How does the passage on Lupita's reward under Alcoa's "Go for the Gold" program go on? Continue it, starting right after its last sentence.

-- DOCUMENT SEGMENT --
▬▬▬▬▬▬▬▬▬▬

Corporate Social Responsibility
Lupita’s Reward
Lupita is a factory worker who assembles automotive wire harnesses for the global corporation Alcoa in Ciudad Acuña, Mexico. She is one of hundreds of workers who every day come up with innovative ideas to simplify the assembly processes. One of Lupita’s ideas was selected by managers for Alcoa’s “Go for the Gold” program, allowing Alcoa to reap gains in efficiency, to the benefit of its bottom line.
Under this program, Alcoa was supposed to reward Lupita with a cash bonus proportionate to the savings the corporation was going to make by implementing Lupita’s idea, in this case approximately 500 pesos ($45), equivalent to a week’s wages for a typical maquiladora worker.

▬▬▬▬▬▬▬▬▬▬

-- PROVIDED DATA --

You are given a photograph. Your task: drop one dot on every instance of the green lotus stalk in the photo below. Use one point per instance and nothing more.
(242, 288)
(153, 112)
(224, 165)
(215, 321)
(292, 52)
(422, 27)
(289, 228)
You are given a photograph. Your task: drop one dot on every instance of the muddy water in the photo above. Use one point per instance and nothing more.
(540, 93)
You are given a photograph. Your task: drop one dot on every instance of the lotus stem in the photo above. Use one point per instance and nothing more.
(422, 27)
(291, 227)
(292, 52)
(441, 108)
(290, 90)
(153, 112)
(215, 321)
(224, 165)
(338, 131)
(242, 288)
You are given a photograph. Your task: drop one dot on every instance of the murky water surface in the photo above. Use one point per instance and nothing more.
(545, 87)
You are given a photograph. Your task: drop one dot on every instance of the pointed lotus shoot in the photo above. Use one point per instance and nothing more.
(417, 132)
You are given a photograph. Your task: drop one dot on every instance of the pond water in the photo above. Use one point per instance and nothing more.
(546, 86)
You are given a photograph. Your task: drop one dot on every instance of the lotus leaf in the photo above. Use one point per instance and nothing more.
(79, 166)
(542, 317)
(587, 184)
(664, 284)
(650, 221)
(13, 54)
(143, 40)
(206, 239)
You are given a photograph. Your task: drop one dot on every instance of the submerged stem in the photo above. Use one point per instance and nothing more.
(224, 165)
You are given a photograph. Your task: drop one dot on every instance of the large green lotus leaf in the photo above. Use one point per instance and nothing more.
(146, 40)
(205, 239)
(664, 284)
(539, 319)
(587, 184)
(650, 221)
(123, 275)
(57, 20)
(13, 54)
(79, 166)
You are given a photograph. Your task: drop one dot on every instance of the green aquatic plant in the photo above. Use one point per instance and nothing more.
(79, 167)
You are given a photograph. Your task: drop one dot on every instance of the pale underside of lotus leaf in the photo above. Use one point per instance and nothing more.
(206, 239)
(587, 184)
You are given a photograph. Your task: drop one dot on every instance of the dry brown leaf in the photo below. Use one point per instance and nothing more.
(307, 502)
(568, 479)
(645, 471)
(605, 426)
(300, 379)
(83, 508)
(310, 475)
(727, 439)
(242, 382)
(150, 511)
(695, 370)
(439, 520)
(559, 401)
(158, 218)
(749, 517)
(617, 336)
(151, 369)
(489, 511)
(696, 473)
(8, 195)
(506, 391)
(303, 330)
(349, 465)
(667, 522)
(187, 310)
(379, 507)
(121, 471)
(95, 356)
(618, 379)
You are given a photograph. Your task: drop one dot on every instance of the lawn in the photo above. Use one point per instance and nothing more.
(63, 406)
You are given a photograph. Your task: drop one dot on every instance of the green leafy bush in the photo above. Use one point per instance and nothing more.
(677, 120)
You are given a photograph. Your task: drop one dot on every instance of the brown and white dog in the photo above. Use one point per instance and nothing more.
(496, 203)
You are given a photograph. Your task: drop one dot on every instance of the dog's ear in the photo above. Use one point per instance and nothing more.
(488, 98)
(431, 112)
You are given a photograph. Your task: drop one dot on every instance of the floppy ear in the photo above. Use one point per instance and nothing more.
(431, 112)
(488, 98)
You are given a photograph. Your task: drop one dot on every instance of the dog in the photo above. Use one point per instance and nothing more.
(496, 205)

▬▬▬▬▬▬▬▬▬▬

-- TASK OUTPUT --
Alcoa management withheld cash rewards for several weeks from Lupita and nearly 100 other workers. The workers feared that their innovations were being stolen by supervisors — in the past, supervisory employees have taken credit for innovations by line workers, pocketing the cash.
Things changed overnight for Lupita and her coworkers when she met Julia Quiñonez, coordinator of the Comité Fronterizo de Obrer@s (CFO), and Ricardo Hernández, director of AFSC’s Mexico-U.S. Border Program. Julia and Ricardo suggested that Lupita attend an upcoming meeting between religious institutional investors and Alcoa’s top U.S. management in San Antonio, Texas.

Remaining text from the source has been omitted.